EXERCISE TEXT ->
§

From Figure 8, Figure 9, Figure 10 and Figure 11, it can be seen that the systematic error of the Kinect based system is highly nonlinear. The LSTM network we employed is the state-of-the-art recurrent neural network, which is good at modeling the nonlinear relationship for time series data. Our deep learning based algorithm yields better results to the linear regression algorithm [63] in refining joint angles using a single Kinect sensor. In assessing shoulder joint angles during the computer-using task, only shoulder adduction/abduction is improved after the linear regression refinement [63]. As the measurement error is positively correlated with the magnitude of that joint angle [63], the measurement error is presented with its ROM. After applying the linear regression calibration, the mean RMSE of the shoulder adduction/abduction angle are decreased from 14.8° and 9.1° for the right and left shoulder respectively to 7.5°, during which the ROM of the angle is under 20°. While using our deep learning refined kinematic model $\widehat{\Phi }$, all upper limb joint angles, including shoulder flexion/extension, shoulder adduction/abduction, shoulder internal/external rotation, and elbow flexion/extension, are significantly improved during all functional tasks. Notably, the mean RMSEs of shoulder adduction/abduction angles are decreased to around 3° for task 1, task 2 and task 4 and to around 5°for task 3 with the mean ROMs of 12.97° to 47.36°.

Previous studies reveal that Kinect v2 with the automated body tracking algorithm is also not suitable to assess lower-body kinematics. The deviation of hip flexion during the swing phase is more than 30° during walking [15]. The limits of agreement (LoA) between the Kinect v2 sensor and the 3DMC system are 28°, 46° for peak knee flexion angle at a self-selected walking speed [15], 7°, 25° for trunk anterior-posterior flexion [16]. Average errors of 24°, 26° are observed for the right and left peak knee flexion angles during squatting [19].

Timmi et al. [37] employed custom-made colored markers placed on bony prominences near the hip, knee, and ankle. The marker tracking approach improves the knee angle measurement with the LOA of −1.8° and 1.7° for flexion and −2.9°, 1.7° for adduction during fast walking. Compared with gait analysis and static posture assessment, motion analysis of the upper limb using Kinect sensors is far more challenging. Upper limb functional activities show a larger variation in the healthy population and a higher number of degrees of freedom in the upper limb. The upper limb, especially the shoulder joint, has a very large working range, comparing to the lower extremity. Furthermore, the upper limb joints are easy to be occluded by each other. The marker-tracking methodology may not be suitable for the Kinect based system in assessing upper limb kinematics.

6. Conclusions

We have developed a novel deep learning refined kinematic model for upper limb functional assessment using a single Kinect v2 sensor. The system demonstrates good kinematic accuracy in comparison with a standard marker-based 3D motion capture system during performing upper limb functional tasks, suggesting that such a single-Kinect-based kinematic assessment system has great potential to be used as an alternative of the traditional marker-based 3D motion capture system. Such a low-cost, easy to use system with good accuracy will help small rehabilitation clinics or meet the need for rehabilitation at home.

§

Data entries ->
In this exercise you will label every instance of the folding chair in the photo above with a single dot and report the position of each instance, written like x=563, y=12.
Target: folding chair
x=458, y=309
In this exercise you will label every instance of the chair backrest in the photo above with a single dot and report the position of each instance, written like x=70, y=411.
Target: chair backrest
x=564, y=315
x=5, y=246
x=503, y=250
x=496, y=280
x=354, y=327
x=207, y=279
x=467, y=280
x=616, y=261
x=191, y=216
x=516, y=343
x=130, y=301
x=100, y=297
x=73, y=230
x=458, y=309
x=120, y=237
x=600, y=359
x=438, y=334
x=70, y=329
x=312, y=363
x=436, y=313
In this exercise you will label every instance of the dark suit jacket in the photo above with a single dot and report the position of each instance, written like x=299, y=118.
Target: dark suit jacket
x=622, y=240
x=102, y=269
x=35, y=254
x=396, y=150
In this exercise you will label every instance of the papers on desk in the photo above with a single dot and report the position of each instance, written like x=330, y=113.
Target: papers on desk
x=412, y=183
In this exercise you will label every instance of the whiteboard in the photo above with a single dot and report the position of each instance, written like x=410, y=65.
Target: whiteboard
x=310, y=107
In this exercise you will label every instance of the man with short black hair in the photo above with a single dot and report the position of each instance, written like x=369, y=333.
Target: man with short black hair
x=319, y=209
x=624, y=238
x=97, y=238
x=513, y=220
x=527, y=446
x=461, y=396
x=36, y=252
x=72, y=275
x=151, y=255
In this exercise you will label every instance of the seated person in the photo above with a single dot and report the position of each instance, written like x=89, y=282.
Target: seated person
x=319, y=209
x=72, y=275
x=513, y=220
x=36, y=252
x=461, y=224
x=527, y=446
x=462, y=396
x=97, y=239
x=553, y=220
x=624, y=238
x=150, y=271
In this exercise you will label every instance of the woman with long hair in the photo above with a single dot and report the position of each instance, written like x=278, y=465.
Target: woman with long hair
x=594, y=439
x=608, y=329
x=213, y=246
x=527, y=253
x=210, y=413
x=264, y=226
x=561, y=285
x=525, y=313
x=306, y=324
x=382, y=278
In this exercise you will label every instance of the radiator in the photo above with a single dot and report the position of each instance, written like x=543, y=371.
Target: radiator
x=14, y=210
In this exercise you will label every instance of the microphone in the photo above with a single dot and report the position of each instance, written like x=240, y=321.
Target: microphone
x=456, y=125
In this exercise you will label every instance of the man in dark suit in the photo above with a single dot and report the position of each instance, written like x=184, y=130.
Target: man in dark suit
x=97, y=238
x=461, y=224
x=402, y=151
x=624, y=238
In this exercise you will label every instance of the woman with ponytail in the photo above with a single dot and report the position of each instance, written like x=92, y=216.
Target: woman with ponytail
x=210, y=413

§

TASK TO COMPLETE -> In the text on Kinect-based motion assessment, how large is the deviation of hip flexion during the swing phase of walking?

PROBLEM SOLUTION -> It is more than 30°.